◆ **DOCUMENT EXCERPT**:
·····

2012-May-17 19:48 UTC

head link

[PATCH 2 of 2 V6] libxl: Remus - xl remus command

# HG changeset patch
# User Shriram Rajagopalan <rshriram@cs.ubc.ca>
# Date 1337283430 25200
# Node ID 92bf8bd9ae5783a8126ffae75da9425db7c6e3d0
# Parent  496ff6ce5bb63a2f034d2a861f34cfa8cbf06552
libxl: Remus - xl remus command

xl remus acts as a frontend to enable remus for a given domain.
 * At the moment, only memory checkpointing and blackhole replication is
   supported. Support for disk checkpointing and network buffering will
   be added in future.
 * Replication is done over ssh connection currently (like live migration
   with xl). Future versions will have an option to use simple tcp socket
   based replication channel (for both Remus & live migration).

Signed-off-by: Shriram Rajagopalan <rshriram@cs.ubc.ca>
Acked-by: Ian Campbell <ian.campbell@citrix.com>

diff -r 496ff6ce5bb6 -r 92bf8bd9ae57 docs/man/xl.pod.1
--- a/docs/man/xl.pod.1	Thu May 17 12:37:07 2012 -0700
+++ b/docs/man/xl.pod.1	Thu May 17 12:37:10 2012 -0700
@@ -381,6 +381,41 @@
 
 =back
 
+=item B<remus> [I<OPTIONS>] I<domain-id> I<host>
+
+Enable Remus HA for domain. By default B<xl> relies on ssh as a transport
+mechanism between the two hosts.
+
+B<OPTIONS>
+
+=over 4
+
+=item B<-i> I<MS>
+
+Checkpoint domain memory every MS milliseconds (default 200ms).
+
+=item B<-b>
+
+Do not checkpoint the disk. Replicate memory checkpoints to /dev/null
+(blackhole).  Network output buffering remains enabled (unless --no-net is
+supplied).  Generally useful for debugging.
+
+=item B<-u>
+
+Disable memory checkpoint compression.
+
+=item B<-s> I<sshcommand>
+
+Use <sshcommand> instead of ssh.  String will be passed to sh.
+If empty, run <host> instead of ssh <host> xl migrate-receive -r
[-e].
+
+=item B<-e>
+
+On the new host, do not wait in the background (on <host>) for the death
+of the domain. See the corresponding option of the I<create> subcommand.

·····

◆ **PROVIDED DATA**:

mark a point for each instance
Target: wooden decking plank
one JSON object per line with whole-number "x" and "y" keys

·····

◆ **PROBLEMS AND TASKS**:
(a) From the xl remus patch, reproduce the passage starting with "Signed-off-by: Shriram Rajagopalan" and going on through "the two hosts.".
(b) Answer these questions from the xl remus patch:
(i) What is the default interval at which the -i option checkpoints domain memory?
(ii) Over what kind of connection is replication currently done?
(iii) Which option disables memory checkpoint compression?

◆ **LIST OF SOLUTIONS**:
(a)
Signed-off-by: Shriram Rajagopalan <rshriram@cs.ubc.ca>
Acked-by: Ian Campbell <ian.campbell@citrix.com>

diff -r 496ff6ce5bb6 -r 92bf8bd9ae57 docs/man/xl.pod.1
--- a/docs/man/xl.pod.1	Thu May 17 12:37:07 2012 -0700
+++ b/docs/man/xl.pod.1	Thu May 17 12:37:10 2012 -0700
@@ -381,6 +381,41 @@
 
 =back
 
+=item B<remus> [I<OPTIONS>] I<domain-id> I<host>
+
+Enable Remus HA for domain. By default B<xl> relies on ssh as a transport
+mechanism between the two hosts.

(b)
(i) 200 milliseconds (200ms).
(ii) An ssh connection.
(iii) The -u option.